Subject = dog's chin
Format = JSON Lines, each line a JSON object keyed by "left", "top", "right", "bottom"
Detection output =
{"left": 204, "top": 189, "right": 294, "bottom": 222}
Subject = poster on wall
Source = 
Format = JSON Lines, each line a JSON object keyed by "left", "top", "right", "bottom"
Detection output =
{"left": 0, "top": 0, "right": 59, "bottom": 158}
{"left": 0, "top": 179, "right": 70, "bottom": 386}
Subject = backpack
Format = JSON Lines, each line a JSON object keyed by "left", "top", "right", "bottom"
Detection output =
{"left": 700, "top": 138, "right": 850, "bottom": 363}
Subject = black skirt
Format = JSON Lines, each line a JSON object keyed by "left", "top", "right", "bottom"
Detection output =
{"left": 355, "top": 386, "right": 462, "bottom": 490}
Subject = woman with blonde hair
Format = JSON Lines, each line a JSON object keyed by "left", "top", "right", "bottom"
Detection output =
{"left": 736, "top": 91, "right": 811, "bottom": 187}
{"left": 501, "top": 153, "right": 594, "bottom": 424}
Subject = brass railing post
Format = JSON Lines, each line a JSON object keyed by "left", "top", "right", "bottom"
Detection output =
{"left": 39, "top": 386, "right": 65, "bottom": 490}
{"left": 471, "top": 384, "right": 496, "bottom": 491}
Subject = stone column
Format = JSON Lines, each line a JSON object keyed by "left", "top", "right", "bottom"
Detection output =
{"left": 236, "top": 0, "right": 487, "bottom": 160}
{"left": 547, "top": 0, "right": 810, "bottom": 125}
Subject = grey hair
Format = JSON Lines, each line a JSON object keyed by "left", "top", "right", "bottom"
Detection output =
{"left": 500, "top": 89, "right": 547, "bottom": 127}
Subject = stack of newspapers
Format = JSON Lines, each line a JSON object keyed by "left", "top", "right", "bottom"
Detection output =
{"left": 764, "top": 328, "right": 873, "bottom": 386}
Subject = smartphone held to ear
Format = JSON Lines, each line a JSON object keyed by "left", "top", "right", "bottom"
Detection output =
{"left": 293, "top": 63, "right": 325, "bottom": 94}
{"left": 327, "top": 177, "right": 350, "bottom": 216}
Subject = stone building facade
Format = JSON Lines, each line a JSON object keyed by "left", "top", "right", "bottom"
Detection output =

■ ■ ■ ■ ■ ■ ■

Requirement
Select every line of the records holding the string "Subject".

Solution to this task
Subject = dog's chin
Subject = poster on wall
Subject = backpack
Subject = black skirt
Subject = woman with blonde hair
Subject = brass railing post
Subject = stone column
Subject = grey hair
Subject = stack of newspapers
Subject = smartphone held to ear
Subject = stone building facade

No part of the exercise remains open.